Per quanto concerne il Cnr è stato ottenuto un altro autorevole risultato. Il prestigioso premio per la Fisica delle particelle e delle alte energie, conferito ogni anno dalla European Physical Society che ha visto per questa edizione la presenza tra gli assegnatari fisici, Luciano Maiani, ex direttore generale del Cern (l’Organizzazione europea per la ricerca sul nucleare) e attuale presidente del Cnr.
Anche in ambito universitario c’è qualcuno che non solo non è fuggito all’estero, ma argomenta a favore dell’accademia nostrana. È il caso di Silvano Petrosino, docente di filosofia morale all’Università Cattolica di Milano: «È meglio il sistema italiano di quello statunitense», ha detto senza mezzi termini Petrosino. «Trovo la nostra università migliore rispetto a quella americana perché alla base dell’accademia italiana c’è, magari anche inconsapevolmente, una concezione di cosa significa apprendere, e più in generale sapere, che giudico più vera e più adeguata all’essere umano».
Anche sul fronte dolente degli investimenti va segnalato qualche dato in controtendenza. Nel fondamentale comparto energetico sono stati stanziati con fondi ministeriali ed europei circa 120 milioni di euro per l’apporto progettuale e realizzativo del Consorzio Rfx al progetto Iter (acronimo di International Thermonuclear Experimental Reactor). Iter persegue l’obiettivo di produrre 500 MW di potenza da fusione con un guadagno energetico pari a circa dieci volte la potenza immessa. Il passo successivo dovrebbe poi essere quello di un reattore sperimentale di potenza, chiamato Demo per la produzione di energia elettrica su larga scala.
Ma più in generale va ricordata l’approvazione del Programma nazionale della ricerca che, in nome dell’innovazione prevede un finanziamento di 1.772 milioni per quattordici progetti di punta. Un programma che mira a decollare con procedure più snelle. «Il programma è un esempio delle capacità del Paese di fare squadra», ha dichiarato il ministro dell’Istruzione, Università e della Ricerca Mariastella Gelmini. «Dopo molti anni finalmente il nostro Paese può vantare uno strumento di pianificazione volto al rilancio della ricerca».

+++

## Compito assegnato 1
Trascriva fedelmente il passo del testo sulla ricerca italiana che si apre con le parole contenenti «Per quanto concerne» e si chiude con «presidente del Cnr.».
## Compito assegnato 2
Prosegua il testo sulla ricerca italiana dopo la sua ultima frase.

## Voci estratte
+++

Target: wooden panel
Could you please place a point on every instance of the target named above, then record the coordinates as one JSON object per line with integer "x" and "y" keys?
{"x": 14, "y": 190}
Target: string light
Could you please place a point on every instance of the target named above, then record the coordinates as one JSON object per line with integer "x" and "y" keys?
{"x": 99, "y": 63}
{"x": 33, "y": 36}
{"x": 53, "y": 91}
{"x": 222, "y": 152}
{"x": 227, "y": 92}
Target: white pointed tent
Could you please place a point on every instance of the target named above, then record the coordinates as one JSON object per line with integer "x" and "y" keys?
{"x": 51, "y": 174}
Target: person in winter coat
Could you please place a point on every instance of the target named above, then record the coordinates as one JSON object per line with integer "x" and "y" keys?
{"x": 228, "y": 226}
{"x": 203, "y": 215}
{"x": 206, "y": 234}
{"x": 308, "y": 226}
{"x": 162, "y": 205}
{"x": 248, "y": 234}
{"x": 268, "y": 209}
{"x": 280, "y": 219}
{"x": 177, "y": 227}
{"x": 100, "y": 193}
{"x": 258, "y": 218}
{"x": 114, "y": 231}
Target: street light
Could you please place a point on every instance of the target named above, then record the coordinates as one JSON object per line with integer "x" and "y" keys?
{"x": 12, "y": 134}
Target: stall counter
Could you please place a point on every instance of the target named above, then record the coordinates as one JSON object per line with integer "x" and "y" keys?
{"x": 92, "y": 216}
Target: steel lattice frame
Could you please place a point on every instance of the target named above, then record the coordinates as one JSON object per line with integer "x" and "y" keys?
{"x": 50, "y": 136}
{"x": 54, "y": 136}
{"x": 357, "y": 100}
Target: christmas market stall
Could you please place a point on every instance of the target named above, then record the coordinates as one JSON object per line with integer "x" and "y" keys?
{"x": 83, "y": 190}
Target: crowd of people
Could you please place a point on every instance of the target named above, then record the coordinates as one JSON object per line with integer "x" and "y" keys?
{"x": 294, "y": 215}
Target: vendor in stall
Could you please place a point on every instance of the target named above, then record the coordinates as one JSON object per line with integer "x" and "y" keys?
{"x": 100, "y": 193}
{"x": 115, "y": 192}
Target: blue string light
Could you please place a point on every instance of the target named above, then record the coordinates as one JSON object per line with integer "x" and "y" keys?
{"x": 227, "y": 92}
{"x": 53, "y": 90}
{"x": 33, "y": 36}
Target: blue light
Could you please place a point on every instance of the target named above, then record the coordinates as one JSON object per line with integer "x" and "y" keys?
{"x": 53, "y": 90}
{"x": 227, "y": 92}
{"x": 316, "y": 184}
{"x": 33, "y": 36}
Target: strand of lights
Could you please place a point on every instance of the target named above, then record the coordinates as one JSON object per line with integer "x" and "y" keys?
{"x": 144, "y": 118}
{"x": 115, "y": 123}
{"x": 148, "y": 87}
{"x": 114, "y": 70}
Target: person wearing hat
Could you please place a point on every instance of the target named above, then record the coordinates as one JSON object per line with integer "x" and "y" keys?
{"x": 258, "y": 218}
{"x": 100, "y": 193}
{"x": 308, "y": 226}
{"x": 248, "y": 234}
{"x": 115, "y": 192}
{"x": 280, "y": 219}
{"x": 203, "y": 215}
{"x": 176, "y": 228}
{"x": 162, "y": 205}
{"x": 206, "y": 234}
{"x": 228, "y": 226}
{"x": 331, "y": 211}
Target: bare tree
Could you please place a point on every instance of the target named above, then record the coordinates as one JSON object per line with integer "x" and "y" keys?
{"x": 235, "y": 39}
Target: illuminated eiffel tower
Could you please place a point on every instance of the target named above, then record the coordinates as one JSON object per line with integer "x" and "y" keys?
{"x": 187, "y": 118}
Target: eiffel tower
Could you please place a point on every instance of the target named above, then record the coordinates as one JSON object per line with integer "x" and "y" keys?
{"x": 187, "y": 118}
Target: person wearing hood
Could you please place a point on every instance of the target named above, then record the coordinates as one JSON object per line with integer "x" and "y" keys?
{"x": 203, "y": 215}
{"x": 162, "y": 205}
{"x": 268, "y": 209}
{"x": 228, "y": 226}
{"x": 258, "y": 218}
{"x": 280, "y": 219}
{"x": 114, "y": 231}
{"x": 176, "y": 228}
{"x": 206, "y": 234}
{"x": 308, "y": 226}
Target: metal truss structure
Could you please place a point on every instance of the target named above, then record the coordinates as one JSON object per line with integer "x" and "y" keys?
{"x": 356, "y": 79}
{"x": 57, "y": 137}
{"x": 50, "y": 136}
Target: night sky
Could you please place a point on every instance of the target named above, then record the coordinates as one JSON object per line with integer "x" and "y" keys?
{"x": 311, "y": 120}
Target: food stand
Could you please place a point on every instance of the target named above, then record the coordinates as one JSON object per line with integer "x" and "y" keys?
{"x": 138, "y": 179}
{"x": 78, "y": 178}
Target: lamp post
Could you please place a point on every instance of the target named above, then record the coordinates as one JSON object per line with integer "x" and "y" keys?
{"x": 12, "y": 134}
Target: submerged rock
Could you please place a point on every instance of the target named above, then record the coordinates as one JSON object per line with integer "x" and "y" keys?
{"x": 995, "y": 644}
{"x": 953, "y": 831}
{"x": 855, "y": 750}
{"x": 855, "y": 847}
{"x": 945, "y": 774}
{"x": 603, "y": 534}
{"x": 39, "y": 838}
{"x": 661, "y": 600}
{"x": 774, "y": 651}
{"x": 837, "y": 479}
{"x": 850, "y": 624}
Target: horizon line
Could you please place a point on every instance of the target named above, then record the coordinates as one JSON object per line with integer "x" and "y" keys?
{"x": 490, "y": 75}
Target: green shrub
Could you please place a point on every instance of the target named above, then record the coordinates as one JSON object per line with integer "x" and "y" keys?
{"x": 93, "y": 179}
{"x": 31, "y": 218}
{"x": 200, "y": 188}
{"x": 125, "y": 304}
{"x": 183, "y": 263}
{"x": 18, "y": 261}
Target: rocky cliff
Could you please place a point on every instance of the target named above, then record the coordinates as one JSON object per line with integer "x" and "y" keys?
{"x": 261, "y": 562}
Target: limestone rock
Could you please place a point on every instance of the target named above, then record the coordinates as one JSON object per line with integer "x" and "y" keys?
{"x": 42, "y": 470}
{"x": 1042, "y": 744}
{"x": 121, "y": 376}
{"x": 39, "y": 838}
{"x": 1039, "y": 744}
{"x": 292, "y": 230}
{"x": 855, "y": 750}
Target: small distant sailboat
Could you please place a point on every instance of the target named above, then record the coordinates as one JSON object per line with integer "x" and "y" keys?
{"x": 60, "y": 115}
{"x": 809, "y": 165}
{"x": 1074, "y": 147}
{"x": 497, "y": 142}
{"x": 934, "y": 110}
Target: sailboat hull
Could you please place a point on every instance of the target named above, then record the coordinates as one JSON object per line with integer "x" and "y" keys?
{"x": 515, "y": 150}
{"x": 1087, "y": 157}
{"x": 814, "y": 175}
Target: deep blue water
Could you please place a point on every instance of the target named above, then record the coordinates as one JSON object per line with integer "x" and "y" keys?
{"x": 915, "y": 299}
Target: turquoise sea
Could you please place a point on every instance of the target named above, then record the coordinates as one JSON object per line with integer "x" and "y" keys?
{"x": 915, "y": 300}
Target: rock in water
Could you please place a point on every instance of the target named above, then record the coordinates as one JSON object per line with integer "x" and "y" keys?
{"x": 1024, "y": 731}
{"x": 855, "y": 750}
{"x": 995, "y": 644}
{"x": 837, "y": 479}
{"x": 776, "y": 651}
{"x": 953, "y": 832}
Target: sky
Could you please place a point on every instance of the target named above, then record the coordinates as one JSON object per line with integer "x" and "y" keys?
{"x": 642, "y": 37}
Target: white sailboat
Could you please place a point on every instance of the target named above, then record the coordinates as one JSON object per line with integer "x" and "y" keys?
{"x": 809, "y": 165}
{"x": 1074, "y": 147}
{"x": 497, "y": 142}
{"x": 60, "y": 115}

+++

## Risposta scritta 1
Per quanto concerne il Cnr è stato ottenuto un altro autorevole risultato. Il prestigioso premio per la Fisica delle particelle e delle alte energie, conferito ogni anno dalla European Physical Society che ha visto per questa edizione la presenza tra gli assegnatari fisici, Luciano Maiani, ex direttore generale del Cern (l’Organizzazione europea per la ricerca sul nucleare) e attuale presidente del Cnr.

## Risposta scritta 2
Una ricerca della Iseo Summer School, condotta su 488 tra i migliori studenti laureati in economia, ingegneria, legge e scienze sociali provenienti da 213 tra le più importanti università del mondo da 89 nazioni diverse, ha segnalato che i laureati stranieri sognano di lavorare in Italia. Più sette laureati su dieci sono pronti a trasferirsi da noi, in aziende del calibro di Unicredit, Fiat, Ferrari, Intesa e Enel, a testimonianza che l’Italia non è un Paese sfuggito dagli studenti stranieri che cercano una prima occupazione professionale.
L’Italia in ultima considerazione, si conferma un Paese d’eccellenza in fatto di ricerca e know-how. Un tradizione che parla da sé.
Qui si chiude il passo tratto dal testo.